Excerpts from a dataset
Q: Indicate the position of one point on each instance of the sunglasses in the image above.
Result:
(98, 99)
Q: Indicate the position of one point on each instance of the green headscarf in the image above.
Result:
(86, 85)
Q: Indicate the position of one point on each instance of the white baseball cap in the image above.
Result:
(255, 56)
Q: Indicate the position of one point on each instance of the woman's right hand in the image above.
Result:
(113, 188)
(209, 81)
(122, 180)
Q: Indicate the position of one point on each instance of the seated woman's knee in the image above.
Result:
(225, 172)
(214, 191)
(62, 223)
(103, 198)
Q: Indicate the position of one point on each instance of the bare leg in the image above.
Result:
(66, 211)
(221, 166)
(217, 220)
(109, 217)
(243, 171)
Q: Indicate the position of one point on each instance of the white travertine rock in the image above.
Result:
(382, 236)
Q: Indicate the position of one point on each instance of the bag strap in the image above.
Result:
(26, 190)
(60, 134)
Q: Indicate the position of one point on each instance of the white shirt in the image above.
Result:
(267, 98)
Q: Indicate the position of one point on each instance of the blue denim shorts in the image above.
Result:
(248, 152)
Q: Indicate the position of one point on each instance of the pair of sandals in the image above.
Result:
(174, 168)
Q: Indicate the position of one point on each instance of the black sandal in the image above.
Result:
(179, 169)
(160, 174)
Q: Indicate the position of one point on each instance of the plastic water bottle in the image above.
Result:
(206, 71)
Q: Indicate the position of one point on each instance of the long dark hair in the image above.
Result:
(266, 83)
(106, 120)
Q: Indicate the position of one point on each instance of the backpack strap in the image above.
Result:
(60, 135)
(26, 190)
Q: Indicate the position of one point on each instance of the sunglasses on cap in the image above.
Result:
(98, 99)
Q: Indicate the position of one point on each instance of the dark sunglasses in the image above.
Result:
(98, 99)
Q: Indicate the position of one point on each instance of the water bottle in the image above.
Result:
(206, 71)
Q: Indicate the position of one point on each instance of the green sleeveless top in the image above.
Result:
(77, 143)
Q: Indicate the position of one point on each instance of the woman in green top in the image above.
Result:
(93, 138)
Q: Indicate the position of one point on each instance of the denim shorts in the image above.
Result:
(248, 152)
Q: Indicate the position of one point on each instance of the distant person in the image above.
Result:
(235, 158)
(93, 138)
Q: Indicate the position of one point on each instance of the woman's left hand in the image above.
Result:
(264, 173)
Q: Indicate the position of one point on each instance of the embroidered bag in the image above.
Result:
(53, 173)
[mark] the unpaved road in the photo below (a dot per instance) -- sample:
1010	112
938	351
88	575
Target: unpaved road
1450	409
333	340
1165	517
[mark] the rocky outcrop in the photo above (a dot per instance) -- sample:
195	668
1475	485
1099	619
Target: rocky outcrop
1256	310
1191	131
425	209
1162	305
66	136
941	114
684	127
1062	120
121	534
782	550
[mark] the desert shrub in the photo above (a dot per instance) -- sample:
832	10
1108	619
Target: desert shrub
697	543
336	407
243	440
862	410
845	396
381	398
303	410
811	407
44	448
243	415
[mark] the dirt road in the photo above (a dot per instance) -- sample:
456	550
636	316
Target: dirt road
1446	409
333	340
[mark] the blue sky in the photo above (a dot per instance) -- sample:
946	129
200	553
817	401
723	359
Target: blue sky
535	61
==
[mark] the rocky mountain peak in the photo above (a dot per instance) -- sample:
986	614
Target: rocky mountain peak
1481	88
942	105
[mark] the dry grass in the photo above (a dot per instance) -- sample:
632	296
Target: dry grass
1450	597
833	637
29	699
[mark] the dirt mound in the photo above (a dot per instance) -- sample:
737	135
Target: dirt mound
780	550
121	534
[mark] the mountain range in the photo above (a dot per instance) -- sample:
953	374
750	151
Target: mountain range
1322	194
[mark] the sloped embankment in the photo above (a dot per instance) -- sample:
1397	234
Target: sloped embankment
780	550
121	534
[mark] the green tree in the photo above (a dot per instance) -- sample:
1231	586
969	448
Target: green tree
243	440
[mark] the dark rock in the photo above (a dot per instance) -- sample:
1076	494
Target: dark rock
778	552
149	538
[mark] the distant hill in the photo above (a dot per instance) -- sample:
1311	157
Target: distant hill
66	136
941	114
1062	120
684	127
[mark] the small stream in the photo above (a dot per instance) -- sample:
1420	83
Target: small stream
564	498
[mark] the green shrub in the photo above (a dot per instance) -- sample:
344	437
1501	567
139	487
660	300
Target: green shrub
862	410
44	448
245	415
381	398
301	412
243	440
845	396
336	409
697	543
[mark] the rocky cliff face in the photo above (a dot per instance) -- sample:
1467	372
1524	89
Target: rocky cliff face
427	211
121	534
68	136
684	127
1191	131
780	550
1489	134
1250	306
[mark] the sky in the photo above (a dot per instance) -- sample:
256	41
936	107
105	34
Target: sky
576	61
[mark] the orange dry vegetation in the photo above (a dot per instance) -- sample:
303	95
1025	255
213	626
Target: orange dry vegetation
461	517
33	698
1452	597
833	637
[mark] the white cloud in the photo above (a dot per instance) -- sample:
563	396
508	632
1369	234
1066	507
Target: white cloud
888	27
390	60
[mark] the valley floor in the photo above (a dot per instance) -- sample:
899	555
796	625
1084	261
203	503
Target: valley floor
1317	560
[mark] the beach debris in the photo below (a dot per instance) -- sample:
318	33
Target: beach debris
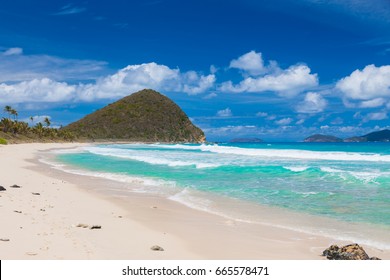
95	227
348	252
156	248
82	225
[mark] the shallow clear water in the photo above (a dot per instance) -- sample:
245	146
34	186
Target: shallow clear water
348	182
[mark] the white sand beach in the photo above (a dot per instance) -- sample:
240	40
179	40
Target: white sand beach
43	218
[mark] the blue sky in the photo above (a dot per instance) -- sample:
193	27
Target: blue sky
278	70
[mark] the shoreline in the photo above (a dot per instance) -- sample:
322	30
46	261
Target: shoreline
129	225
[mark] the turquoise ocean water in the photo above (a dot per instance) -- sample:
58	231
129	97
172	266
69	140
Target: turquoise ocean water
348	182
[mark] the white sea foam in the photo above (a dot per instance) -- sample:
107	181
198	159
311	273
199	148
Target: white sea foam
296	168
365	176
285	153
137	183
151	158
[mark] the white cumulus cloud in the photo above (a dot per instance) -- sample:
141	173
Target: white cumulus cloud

■ Directions ■
Copy each line in the entries above where "cumulus" turns up.

■ Problem solution ■
[mark] the white cumulus cloud in the photo above (a dot per instance) -- sample:
Target: white cumulus cloud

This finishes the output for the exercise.